14/06/2010
Forum Regulatório
Nesta página: Artigo de Silvia Melchior, advogada, sobre o desagregação de redes.
Desagregação de Redes: cai o mito da sua ineficácia
Silvia Regina Barbuy Melchior
Advogada
Ao longo dos vários anos após a privatização muito se ouviu sobre o fato de ser o acesso às redes por meio da desagregação uma medida que, embora lógica, seria muito pouco eficiente e não traria qualquer efetividade em termos de promoção de competição. Mostravam-se dados que demonstravam ser pouco o efeito sobre a redução do monopólio existente nos países que a adotaram; a Agência relegou esse instrumento e ao longo de anos deixou de dar tratamento regulatório ao tema; além de ser comum a citação de que os Estados Unidos da América havia optado pelo seu fim.

########

* **RESPONDA A SEGUIR**:
a) No último parágrafo do texto sobre desagregação de redes, além da ideia de que a medida seria ineficaz, quais três fatos são mencionados?
b) Segundo o texto sobre desagregação de redes, qual é a profissão de quem o assina?
Os registros não têm relação com o texto.

* **REGISTROS ARMAZENADOS**:
########

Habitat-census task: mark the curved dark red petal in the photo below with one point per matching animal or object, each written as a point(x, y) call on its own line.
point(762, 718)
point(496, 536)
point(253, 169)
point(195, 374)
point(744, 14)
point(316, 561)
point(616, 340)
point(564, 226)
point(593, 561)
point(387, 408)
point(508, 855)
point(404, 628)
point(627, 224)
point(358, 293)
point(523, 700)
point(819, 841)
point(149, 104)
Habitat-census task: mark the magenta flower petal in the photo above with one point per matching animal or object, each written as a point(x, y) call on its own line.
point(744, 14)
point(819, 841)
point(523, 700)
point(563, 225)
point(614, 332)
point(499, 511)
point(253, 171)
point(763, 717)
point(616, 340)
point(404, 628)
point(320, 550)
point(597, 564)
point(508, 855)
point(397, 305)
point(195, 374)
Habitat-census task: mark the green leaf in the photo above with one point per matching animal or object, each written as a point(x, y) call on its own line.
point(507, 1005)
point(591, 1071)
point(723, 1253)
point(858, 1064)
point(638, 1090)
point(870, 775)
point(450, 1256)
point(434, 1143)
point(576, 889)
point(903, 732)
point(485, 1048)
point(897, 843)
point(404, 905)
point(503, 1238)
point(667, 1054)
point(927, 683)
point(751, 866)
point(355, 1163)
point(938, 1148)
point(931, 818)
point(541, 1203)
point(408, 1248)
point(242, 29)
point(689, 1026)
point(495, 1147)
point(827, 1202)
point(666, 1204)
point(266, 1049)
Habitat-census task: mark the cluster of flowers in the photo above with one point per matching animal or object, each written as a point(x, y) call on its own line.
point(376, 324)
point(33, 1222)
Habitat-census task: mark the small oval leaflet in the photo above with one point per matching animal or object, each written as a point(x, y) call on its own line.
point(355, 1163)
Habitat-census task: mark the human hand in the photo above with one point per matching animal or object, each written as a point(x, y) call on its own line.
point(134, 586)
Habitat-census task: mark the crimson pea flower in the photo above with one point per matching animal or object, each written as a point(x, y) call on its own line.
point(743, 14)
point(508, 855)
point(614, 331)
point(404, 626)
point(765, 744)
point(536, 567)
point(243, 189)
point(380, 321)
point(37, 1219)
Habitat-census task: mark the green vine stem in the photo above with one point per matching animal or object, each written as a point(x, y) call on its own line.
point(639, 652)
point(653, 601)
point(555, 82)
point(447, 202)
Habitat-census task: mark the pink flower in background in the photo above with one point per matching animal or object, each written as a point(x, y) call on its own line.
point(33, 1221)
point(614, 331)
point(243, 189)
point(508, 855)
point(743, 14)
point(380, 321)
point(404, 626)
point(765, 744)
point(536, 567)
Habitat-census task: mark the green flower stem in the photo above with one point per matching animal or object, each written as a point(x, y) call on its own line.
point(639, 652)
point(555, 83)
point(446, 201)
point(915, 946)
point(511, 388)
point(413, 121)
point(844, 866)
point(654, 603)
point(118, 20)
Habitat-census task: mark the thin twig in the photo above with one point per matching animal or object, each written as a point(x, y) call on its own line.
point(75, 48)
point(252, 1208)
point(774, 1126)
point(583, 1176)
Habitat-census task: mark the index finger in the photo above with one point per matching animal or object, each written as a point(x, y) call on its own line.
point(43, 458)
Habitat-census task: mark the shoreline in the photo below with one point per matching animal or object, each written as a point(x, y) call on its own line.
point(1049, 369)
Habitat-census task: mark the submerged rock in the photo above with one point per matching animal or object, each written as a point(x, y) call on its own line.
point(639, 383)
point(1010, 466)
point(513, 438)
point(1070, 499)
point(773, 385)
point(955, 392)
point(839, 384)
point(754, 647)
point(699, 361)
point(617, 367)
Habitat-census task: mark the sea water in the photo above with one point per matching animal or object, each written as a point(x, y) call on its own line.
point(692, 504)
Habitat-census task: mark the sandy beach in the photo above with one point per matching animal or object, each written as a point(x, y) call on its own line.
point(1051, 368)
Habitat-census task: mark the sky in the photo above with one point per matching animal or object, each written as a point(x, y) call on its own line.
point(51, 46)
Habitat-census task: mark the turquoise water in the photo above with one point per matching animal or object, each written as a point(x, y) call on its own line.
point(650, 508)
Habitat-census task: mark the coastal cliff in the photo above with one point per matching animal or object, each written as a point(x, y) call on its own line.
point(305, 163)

########

* **RESPOSTAS ESCRITAS**:
a)
1. Mostravam-se dados indicando pouco efeito sobre a redução do monopólio nos países que adotaram a desagregação.
2. A Agência relegou esse instrumento e, por anos, deixou de dar tratamento regulatório ao tema.
3. Era comum citar que os Estados Unidos da América haviam optado pelo fim da desagregação.

b) Advogada.